**Document passage**
_ _ _ _ _

Sixteen percent of U.S. workers are “very confident” about their ability to pay for any long-term care (LTC) services they might need after they retire.
Only 14 percent of U.S. workers have more than $250,000 in savings and investments.
Analysts at the Employee Benefit Research Institute (EBRI) and Greenwald & Associates have reported those findings in a summary of results from a retirement confidence survey.
See also: When will Boomers’ nest eggs crack?
The survey sample included 1,000 workers and 505 retirees ages 25 and older who live in the United States.
The percentage of working-age participants who said they were “very” or “somewhat confident” about their ability to pay LTC expenses increased to 48 percent this year, from 44 percent in 2015.
The percentage who said they were very or somewhat confident about their ability to handle acute medical care expenses in retirement increased to 61 percent, from 56 percent.

_ _ _ _ _

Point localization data
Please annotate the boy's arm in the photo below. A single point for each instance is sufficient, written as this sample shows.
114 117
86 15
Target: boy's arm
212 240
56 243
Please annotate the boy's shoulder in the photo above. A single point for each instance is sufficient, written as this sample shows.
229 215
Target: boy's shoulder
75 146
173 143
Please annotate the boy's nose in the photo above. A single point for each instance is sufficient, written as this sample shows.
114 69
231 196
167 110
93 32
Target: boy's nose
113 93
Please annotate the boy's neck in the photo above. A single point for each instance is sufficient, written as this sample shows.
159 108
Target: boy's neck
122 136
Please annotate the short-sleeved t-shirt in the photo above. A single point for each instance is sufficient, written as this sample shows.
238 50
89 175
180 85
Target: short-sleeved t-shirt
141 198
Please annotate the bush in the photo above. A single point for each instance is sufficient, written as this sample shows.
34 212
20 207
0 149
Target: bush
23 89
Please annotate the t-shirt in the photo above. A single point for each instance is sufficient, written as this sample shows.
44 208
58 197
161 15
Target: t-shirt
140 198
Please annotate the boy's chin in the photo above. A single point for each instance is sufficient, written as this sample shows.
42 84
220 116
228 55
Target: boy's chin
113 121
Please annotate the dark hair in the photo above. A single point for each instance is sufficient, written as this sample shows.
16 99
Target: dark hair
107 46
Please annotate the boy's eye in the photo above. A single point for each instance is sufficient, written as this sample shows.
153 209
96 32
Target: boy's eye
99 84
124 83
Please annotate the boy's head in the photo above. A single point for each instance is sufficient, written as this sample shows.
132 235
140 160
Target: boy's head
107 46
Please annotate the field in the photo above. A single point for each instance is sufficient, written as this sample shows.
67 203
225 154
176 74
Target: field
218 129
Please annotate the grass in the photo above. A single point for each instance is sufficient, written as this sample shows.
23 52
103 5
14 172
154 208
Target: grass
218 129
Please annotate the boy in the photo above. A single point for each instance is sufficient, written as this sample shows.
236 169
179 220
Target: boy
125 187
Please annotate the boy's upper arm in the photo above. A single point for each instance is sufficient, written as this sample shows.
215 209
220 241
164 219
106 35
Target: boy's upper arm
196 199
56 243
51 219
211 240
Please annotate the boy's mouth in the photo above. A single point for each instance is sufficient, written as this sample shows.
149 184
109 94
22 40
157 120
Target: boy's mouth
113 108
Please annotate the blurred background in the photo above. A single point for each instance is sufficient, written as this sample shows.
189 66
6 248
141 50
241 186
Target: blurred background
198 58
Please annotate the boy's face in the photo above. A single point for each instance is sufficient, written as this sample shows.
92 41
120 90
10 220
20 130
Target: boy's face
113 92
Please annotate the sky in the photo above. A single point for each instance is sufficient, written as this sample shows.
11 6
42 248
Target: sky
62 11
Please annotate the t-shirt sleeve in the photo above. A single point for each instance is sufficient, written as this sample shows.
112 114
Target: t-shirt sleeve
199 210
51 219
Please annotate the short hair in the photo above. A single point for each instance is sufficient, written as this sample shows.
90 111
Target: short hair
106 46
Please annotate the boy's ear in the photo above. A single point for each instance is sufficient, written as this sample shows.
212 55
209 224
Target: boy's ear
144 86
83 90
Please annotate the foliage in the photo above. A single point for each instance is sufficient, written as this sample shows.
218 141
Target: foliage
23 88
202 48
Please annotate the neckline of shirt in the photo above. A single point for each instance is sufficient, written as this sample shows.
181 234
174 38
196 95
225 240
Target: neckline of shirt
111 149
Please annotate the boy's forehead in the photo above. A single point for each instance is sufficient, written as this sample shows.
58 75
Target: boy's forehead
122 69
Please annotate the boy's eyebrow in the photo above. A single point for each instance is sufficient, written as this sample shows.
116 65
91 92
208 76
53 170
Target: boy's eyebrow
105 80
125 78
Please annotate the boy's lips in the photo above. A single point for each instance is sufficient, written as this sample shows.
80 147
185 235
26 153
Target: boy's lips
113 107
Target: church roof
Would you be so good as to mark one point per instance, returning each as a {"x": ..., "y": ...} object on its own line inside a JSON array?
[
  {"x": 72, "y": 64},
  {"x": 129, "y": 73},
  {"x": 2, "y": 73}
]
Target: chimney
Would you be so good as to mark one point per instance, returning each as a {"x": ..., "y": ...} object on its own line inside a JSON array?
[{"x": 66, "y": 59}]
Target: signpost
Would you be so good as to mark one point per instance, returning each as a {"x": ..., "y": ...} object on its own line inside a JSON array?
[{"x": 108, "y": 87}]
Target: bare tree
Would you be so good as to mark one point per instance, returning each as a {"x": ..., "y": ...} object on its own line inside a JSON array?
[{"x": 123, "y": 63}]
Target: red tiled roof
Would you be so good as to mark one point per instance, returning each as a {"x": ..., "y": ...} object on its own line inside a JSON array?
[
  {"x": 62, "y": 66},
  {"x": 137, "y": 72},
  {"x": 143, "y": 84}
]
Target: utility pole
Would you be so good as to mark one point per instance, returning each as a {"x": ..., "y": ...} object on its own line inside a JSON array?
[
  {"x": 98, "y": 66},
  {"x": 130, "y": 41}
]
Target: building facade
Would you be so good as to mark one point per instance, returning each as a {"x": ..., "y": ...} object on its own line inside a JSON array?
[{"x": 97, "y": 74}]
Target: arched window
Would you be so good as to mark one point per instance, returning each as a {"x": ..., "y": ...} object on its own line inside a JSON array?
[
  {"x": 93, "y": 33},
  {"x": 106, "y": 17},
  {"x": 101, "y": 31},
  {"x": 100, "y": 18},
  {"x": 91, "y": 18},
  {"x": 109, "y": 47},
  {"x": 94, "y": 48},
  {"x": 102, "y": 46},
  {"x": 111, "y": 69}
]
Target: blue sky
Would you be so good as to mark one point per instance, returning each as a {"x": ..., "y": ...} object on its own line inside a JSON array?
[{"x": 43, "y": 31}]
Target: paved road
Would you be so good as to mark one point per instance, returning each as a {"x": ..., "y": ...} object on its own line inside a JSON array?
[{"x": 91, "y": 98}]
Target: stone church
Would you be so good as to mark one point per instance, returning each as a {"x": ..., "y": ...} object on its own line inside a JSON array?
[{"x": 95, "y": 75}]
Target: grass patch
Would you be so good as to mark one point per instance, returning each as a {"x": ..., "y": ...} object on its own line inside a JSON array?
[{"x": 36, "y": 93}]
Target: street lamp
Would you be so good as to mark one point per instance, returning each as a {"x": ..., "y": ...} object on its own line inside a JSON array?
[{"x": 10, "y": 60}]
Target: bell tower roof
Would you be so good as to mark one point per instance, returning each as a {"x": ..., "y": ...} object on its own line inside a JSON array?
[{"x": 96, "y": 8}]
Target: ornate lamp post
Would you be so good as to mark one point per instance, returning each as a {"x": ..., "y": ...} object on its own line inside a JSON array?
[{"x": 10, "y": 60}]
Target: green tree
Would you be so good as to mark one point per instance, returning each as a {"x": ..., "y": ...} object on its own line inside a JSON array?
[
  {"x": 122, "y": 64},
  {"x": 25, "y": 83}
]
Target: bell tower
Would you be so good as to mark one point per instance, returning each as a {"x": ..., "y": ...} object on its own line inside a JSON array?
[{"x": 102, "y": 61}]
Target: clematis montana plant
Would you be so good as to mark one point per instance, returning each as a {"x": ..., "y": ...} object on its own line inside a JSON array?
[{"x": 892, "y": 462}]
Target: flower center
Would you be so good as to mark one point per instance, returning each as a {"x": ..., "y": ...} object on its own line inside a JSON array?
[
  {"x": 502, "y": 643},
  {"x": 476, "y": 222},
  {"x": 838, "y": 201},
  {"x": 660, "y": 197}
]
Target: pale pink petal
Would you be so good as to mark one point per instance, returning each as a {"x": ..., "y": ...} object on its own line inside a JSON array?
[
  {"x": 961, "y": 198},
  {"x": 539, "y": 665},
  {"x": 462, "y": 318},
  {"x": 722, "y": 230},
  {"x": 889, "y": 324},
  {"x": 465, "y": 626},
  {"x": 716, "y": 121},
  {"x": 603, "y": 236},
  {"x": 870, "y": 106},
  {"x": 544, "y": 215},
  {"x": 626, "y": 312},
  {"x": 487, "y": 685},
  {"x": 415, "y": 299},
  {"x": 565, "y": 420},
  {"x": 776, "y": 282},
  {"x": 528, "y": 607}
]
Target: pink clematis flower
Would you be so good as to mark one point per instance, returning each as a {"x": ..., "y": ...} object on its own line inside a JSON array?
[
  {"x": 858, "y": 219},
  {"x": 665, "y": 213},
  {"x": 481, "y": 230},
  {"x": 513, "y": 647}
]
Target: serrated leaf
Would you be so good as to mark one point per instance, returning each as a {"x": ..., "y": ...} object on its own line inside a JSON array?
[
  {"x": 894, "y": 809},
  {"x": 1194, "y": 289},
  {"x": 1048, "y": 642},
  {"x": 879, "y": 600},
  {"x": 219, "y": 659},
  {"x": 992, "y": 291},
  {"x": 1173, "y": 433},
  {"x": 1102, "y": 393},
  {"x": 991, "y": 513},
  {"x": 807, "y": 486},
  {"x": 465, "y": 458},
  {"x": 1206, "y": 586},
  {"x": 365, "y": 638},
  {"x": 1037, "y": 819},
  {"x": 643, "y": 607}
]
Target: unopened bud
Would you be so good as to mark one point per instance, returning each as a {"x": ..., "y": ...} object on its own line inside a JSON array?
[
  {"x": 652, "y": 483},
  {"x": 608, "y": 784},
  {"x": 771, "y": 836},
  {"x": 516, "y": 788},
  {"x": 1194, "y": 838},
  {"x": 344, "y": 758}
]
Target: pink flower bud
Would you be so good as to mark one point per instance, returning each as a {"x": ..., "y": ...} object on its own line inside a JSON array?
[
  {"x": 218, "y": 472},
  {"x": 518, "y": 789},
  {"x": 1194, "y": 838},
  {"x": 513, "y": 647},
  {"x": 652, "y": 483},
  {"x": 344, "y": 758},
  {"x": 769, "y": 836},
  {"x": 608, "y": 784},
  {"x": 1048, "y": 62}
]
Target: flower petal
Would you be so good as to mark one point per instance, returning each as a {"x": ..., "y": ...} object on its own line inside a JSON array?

_ _ _ _ _

**Directions**
- A) In the retirement survey text, how many retirees were in the survey sample?
- B) Please carry on the retirement confidence survey text from its last sentence.

**Task results**
- A) 505 retirees

- B)
The percentage of working-age participants who had more than $250,000 in savings and investments was the same as in 2015. The percentage who said they had less than $25,000 fell to 54 percent, from 57 percent.
The analysts did not include data on the percentage of participants who said they had long-term care insurance or other insurance-based protection against LTC expenses, but only 12 percent of the working-age participants said they were “very interested” in buying LTCI. Thirty-seven percent said they were “somewhat interested” in buying LTCI.
Only 38 percent of the participants in the retiree sample said their post-retirement expenses were higher than they had expected, and 21 percent said their expenses have been somewhat lower, or much lower, than they had expected.